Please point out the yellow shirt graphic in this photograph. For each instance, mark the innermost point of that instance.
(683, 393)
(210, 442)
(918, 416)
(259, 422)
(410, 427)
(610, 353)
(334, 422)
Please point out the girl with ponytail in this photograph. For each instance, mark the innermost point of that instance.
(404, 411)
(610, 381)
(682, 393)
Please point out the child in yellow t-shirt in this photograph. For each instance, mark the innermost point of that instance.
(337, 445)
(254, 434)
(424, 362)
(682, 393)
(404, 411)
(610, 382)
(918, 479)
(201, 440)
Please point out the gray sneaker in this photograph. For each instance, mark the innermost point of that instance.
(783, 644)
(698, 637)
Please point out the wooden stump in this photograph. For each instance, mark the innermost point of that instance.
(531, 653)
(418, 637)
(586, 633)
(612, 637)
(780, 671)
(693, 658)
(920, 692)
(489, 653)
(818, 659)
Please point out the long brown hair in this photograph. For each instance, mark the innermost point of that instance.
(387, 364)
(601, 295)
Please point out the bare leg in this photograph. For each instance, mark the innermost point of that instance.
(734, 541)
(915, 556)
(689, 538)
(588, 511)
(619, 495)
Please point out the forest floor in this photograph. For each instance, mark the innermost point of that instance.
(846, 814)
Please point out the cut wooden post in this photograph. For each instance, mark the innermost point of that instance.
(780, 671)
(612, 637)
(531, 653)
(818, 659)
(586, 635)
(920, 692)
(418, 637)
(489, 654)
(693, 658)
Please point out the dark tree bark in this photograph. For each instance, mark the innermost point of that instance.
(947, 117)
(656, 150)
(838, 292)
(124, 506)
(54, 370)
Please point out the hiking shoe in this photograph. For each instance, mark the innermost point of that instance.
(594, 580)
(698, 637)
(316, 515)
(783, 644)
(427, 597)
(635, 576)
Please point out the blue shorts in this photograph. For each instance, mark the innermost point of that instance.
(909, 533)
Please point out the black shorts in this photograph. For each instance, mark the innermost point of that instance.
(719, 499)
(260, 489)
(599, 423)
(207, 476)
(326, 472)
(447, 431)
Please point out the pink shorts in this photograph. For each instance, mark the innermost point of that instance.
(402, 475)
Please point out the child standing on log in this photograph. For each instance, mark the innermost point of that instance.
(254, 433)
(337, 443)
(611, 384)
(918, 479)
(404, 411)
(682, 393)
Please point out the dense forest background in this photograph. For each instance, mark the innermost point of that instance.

# # #

**Written instruction:** Write out every row above again, word for word and in the same order.

**Result for this exercise:**
Please point out the yellow shirt graphic in this photograph. For each instance, mark the innermost point of that instance.
(683, 393)
(210, 442)
(918, 416)
(259, 422)
(410, 427)
(610, 353)
(334, 422)
Please point out the girl with ponytail in this photograph. For each instance, mark the innermost point of that instance.
(404, 411)
(610, 381)
(682, 393)
Please point out the child in yellow t-shirt in this photograph. For each instance, mark the innermost point of that instance.
(337, 445)
(254, 434)
(424, 362)
(682, 393)
(404, 411)
(610, 382)
(918, 479)
(201, 440)
Please point out the gray sneaker in this photograph. For each instance, mark the innermost point of that instance.
(783, 644)
(698, 637)
Please point out the wooden stump in this photograph. For each instance, mark the innermost point of that instance.
(531, 653)
(418, 637)
(586, 633)
(612, 637)
(780, 671)
(693, 658)
(920, 692)
(489, 653)
(818, 659)
Please point out the long brown hair in this photograph. For each instance, mark the innermost point of that instance.
(387, 364)
(601, 295)
Please point out the bare leg in this photograph. For each instance, mark the innermost point of that instance.
(734, 541)
(915, 556)
(689, 538)
(588, 511)
(619, 495)
Please point out the forest floor in this photograph. For each instance, mark the innermost point of that instance.
(846, 814)
Please point out the cut wooden post in this photograph. For each instance, mark the innermost point of that instance.
(780, 671)
(612, 637)
(531, 653)
(818, 659)
(586, 635)
(920, 692)
(418, 637)
(489, 654)
(693, 658)
Please point out the dark tree bark in this photograph. For each instance, mark the innermost point of that instance.
(947, 117)
(656, 150)
(838, 292)
(124, 506)
(54, 370)
Please point out the hiking shoe in this photograph. For each instance, mark the innermost point of that instance.
(594, 580)
(698, 637)
(316, 515)
(783, 644)
(427, 597)
(635, 576)
Please point out the blue shorts in this photograph. For each instance, mark the innermost point of that instance.
(909, 533)
Please point out the black shorts in this photograph. For each instance, mark the innermost point of that instance.
(719, 499)
(260, 489)
(599, 423)
(207, 476)
(326, 472)
(447, 431)
Please point out the pink shorts in this photograph. For each instance, mark the innermost point of that instance.
(402, 475)
Please point out the child standing on log in this photograph. For each instance, mark the innermost point of that instance.
(254, 433)
(337, 443)
(611, 384)
(918, 479)
(404, 411)
(682, 393)
Please point out the dense forest background in this photograph. For each instance, mark the innermost point of that instance.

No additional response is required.